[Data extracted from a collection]
=====

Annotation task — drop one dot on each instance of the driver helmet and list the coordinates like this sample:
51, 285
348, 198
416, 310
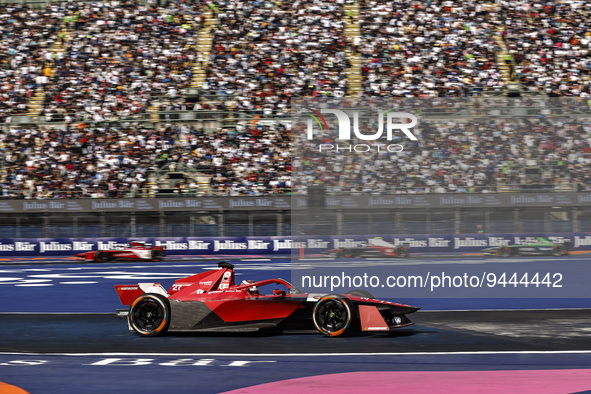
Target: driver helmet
252, 289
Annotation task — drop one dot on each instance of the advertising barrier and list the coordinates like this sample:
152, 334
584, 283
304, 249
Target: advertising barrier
283, 245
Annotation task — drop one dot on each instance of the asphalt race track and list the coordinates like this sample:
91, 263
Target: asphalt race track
54, 347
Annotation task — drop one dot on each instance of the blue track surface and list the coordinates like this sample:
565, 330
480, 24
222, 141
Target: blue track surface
70, 288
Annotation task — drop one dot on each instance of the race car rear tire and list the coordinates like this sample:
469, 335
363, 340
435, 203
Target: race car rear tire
346, 253
559, 250
333, 315
149, 315
360, 293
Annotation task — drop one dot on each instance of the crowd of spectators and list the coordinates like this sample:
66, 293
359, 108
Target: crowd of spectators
551, 44
98, 162
119, 57
265, 53
428, 49
467, 156
122, 57
25, 38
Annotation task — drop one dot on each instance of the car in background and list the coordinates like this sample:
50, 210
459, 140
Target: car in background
212, 302
136, 251
541, 247
376, 247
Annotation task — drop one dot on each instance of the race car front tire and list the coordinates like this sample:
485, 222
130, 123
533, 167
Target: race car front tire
333, 315
149, 315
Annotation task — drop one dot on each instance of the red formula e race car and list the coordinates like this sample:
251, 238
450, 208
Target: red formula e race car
211, 301
136, 251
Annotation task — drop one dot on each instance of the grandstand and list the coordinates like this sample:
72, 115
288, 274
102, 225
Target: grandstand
192, 98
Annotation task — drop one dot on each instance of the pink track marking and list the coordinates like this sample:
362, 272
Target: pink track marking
560, 381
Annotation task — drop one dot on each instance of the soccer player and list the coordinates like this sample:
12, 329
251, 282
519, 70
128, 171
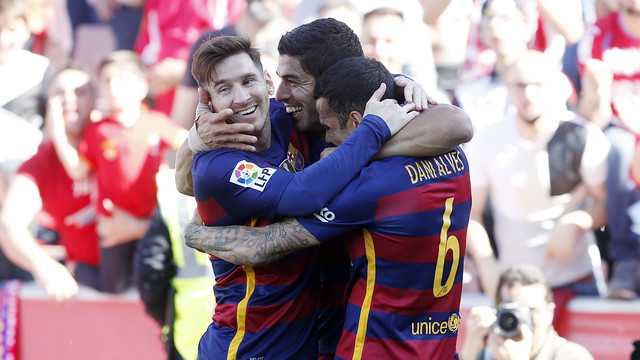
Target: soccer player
403, 222
256, 307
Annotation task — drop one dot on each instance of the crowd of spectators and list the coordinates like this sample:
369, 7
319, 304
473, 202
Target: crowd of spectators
564, 198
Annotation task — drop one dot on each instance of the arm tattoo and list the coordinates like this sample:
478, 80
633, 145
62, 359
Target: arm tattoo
244, 245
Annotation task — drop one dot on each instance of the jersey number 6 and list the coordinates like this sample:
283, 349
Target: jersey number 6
446, 243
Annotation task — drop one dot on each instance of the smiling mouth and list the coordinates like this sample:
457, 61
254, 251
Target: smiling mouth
247, 111
293, 109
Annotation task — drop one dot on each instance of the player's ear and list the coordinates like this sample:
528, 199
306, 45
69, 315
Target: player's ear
354, 120
271, 89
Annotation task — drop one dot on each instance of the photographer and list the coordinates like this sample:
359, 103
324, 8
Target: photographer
520, 328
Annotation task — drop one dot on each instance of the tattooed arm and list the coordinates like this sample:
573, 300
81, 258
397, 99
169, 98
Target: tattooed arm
245, 245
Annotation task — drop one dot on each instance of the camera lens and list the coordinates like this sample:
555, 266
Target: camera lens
508, 322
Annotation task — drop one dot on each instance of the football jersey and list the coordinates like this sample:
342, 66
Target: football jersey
404, 223
270, 310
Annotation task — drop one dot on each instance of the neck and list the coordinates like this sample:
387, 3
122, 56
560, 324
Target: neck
264, 137
631, 22
534, 129
128, 116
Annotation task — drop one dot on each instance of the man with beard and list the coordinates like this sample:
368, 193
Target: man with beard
544, 169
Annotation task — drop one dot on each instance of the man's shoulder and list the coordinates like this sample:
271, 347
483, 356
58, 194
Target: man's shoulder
570, 350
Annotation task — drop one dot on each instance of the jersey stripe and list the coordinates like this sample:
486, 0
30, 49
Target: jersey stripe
241, 312
366, 304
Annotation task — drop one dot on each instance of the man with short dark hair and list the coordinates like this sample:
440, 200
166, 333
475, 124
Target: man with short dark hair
403, 222
527, 286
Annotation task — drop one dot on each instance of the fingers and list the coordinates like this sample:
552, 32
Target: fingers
379, 93
203, 96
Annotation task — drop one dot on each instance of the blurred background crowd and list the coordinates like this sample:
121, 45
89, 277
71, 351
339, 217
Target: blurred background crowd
563, 198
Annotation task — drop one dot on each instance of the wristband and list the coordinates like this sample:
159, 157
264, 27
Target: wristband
195, 142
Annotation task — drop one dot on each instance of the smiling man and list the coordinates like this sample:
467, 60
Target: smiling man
256, 307
402, 221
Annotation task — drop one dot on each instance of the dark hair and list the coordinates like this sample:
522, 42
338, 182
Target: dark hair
124, 60
217, 49
523, 274
348, 84
320, 44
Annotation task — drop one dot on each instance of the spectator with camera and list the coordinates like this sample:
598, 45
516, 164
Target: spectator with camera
520, 327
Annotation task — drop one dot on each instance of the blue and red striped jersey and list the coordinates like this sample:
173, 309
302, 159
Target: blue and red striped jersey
270, 311
404, 223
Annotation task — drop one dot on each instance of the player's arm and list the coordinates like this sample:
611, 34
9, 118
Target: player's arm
184, 160
435, 131
20, 207
244, 245
221, 135
279, 192
438, 128
309, 190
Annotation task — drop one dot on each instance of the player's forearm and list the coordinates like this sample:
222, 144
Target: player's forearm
254, 246
433, 132
184, 160
20, 247
309, 191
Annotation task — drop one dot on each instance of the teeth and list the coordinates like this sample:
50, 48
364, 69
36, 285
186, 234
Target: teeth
248, 111
291, 109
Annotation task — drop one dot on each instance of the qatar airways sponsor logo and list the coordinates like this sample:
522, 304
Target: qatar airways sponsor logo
325, 215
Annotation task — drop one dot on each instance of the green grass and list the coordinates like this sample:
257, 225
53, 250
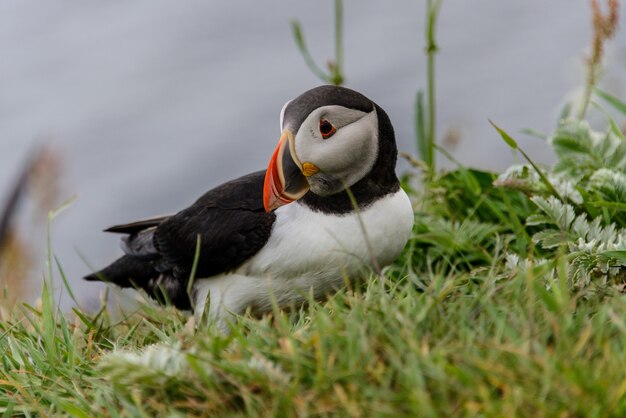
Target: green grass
409, 344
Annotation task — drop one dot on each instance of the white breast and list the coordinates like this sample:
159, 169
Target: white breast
311, 251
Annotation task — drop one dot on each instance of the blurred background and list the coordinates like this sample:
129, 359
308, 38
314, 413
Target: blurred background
145, 105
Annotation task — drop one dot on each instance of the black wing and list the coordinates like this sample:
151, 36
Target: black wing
230, 223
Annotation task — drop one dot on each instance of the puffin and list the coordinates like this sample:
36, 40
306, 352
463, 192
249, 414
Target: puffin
328, 208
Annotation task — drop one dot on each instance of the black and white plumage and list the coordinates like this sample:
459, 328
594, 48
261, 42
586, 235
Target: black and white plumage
277, 235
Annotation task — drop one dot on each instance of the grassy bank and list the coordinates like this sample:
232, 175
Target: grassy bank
507, 301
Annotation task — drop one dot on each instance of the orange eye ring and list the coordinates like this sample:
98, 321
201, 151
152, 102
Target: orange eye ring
326, 129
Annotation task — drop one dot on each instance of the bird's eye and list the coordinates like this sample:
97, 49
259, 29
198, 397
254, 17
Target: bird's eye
326, 129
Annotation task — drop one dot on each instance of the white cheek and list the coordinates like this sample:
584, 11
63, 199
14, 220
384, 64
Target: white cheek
349, 154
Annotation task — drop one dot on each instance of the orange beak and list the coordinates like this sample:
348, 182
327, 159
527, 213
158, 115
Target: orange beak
284, 180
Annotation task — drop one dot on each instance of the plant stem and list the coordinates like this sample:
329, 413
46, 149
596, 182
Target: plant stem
433, 7
337, 71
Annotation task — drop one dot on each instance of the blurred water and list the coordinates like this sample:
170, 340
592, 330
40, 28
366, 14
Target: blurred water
153, 102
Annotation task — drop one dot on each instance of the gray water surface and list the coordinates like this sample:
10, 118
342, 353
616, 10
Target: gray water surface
153, 102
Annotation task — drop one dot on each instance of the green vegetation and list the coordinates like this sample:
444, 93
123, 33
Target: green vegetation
507, 301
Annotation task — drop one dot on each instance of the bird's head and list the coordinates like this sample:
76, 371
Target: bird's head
332, 138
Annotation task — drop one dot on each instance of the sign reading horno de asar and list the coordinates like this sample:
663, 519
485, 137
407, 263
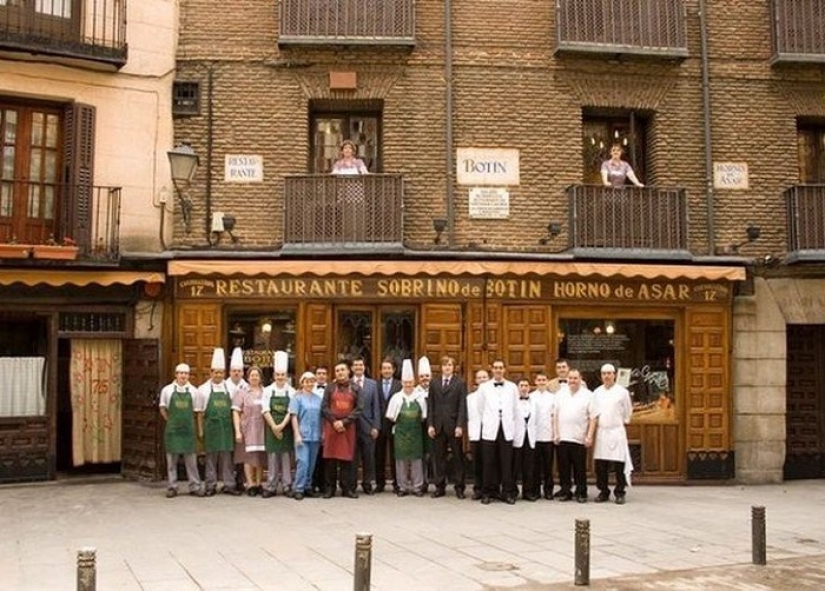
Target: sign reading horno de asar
487, 166
448, 288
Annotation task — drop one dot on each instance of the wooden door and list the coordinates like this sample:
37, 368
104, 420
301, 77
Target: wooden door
199, 332
443, 326
805, 416
141, 447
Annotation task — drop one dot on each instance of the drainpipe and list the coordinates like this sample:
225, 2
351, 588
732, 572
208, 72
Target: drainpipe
448, 107
209, 136
706, 113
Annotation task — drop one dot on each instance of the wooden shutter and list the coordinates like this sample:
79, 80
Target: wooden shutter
79, 155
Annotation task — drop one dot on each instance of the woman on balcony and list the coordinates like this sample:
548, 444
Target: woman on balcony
616, 171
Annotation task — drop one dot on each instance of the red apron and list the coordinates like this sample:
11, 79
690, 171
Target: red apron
340, 446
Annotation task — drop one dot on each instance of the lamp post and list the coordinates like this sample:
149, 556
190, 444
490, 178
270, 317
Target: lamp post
182, 164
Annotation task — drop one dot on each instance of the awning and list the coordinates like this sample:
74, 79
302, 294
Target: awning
32, 277
476, 268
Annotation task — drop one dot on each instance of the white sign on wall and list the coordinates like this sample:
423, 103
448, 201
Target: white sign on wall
730, 175
489, 203
243, 168
487, 166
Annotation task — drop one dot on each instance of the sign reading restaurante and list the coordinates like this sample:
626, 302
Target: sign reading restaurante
449, 288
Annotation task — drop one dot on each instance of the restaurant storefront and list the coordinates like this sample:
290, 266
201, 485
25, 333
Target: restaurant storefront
667, 329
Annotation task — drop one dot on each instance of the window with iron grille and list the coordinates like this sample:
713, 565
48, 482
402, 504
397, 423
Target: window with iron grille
185, 98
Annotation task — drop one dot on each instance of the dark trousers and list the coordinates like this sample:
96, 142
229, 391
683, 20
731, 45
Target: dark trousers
478, 482
524, 469
339, 472
498, 467
384, 451
365, 454
572, 461
545, 455
603, 469
447, 449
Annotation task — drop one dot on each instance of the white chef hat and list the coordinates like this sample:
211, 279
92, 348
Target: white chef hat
424, 366
281, 363
237, 359
407, 374
218, 359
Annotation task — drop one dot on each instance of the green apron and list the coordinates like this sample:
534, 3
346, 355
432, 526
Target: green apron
179, 435
409, 440
218, 431
278, 409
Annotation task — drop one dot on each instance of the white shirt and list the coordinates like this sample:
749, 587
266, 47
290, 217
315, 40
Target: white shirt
573, 413
498, 406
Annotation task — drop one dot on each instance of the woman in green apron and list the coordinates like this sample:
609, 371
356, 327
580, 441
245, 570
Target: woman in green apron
407, 409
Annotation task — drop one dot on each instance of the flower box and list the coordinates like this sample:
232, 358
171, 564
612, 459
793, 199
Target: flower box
15, 251
48, 251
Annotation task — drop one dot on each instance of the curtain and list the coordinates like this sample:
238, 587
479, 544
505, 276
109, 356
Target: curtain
22, 386
96, 388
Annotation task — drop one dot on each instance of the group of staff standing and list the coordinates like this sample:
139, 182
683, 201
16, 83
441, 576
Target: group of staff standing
516, 431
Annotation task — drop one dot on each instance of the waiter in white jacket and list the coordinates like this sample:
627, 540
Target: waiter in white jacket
497, 403
611, 451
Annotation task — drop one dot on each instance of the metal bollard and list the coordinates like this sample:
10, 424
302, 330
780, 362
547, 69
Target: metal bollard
86, 575
582, 552
363, 562
758, 535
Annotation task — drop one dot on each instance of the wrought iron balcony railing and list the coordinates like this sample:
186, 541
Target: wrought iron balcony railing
347, 22
806, 222
798, 30
630, 221
86, 30
323, 211
642, 27
83, 215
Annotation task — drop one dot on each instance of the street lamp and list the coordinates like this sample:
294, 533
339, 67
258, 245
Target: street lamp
182, 163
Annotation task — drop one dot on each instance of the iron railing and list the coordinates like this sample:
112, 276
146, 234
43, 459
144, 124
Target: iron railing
93, 30
806, 220
347, 22
798, 30
322, 210
643, 219
645, 27
86, 216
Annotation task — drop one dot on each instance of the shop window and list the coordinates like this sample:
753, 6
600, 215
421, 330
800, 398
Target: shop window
811, 148
332, 123
260, 334
601, 130
641, 350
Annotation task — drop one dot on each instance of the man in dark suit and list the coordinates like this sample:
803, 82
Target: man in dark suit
446, 423
384, 445
369, 424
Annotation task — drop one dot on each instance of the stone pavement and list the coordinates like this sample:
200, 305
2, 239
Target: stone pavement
672, 537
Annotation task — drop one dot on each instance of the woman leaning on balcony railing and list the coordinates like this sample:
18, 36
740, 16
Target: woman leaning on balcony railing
353, 212
616, 171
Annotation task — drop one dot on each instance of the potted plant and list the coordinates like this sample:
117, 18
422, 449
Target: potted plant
66, 250
12, 250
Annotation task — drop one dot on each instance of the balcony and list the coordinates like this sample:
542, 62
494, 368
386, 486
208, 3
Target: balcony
85, 215
652, 28
90, 33
332, 213
347, 22
806, 222
798, 31
630, 222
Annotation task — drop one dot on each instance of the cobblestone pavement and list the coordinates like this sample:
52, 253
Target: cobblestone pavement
665, 537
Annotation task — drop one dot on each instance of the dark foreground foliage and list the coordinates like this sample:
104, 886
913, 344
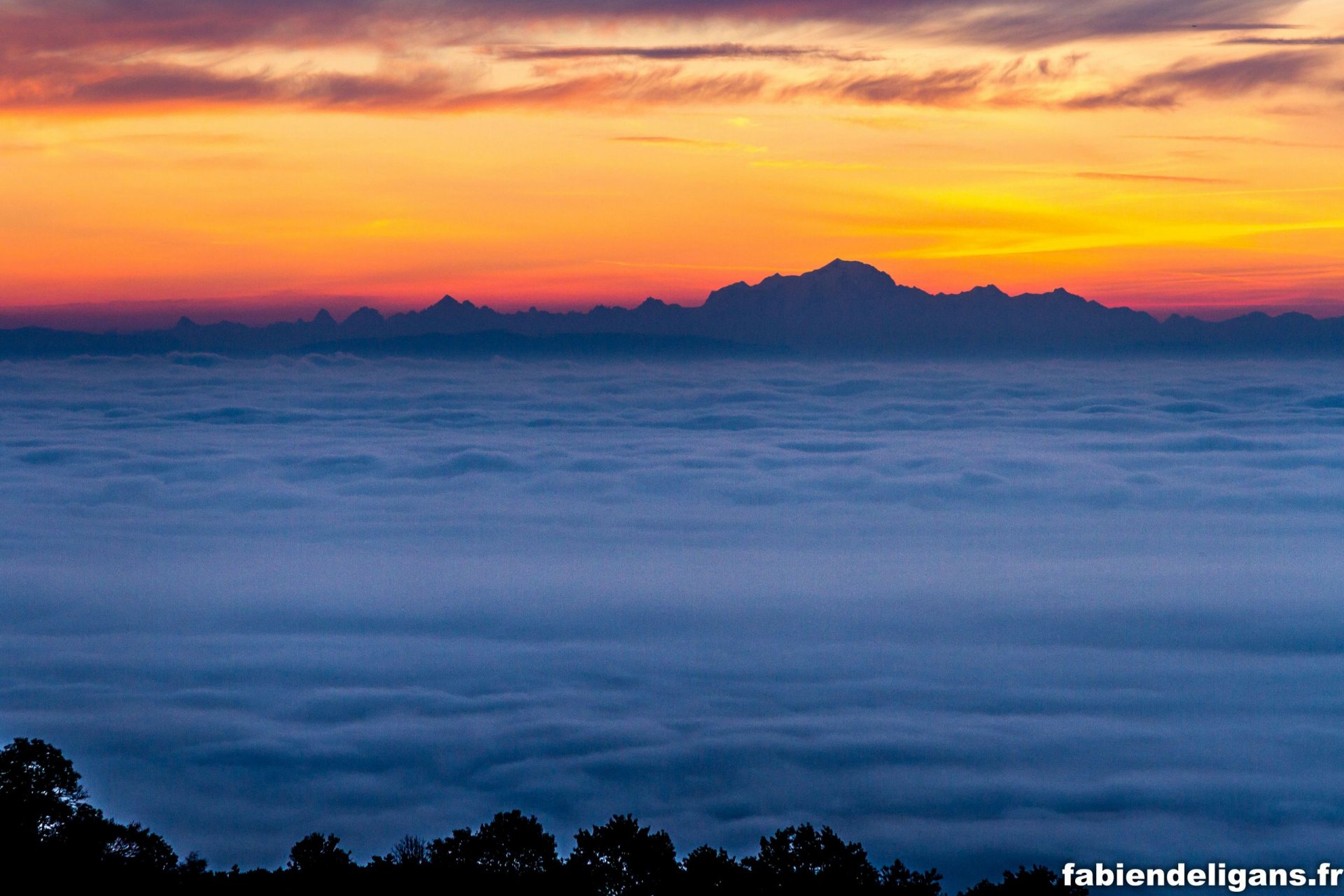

=====

## TASK BRIEF
Write out exactly the opening lines of the data, stopping after the line that holds "rear tire and". Exclude pictures.

## ANSWER BELOW
Annotation task — drop one dot on each instance of the driver helmet and list the coordinates like this sample:
51, 285
348, 198
416, 310
Target: driver helmet
252, 289
Annotation task — drop one dot on each instance of the advertising barrier and list the coordinates like this sample:
152, 334
584, 283
304, 249
Target: advertising barrier
283, 245
Annotation task — drop one dot on each instance of the asphalt race track and list the coordinates like this sample:
91, 263
Target: asphalt race track
54, 347
Annotation task — drop one dot on each instance of the blue track surface and list the coordinates like this sample:
565, 330
480, 24
222, 141
Target: blue track surface
70, 288
Annotation task — drop one dot on each instance of the race car rear tire and list the coordinates like this sample:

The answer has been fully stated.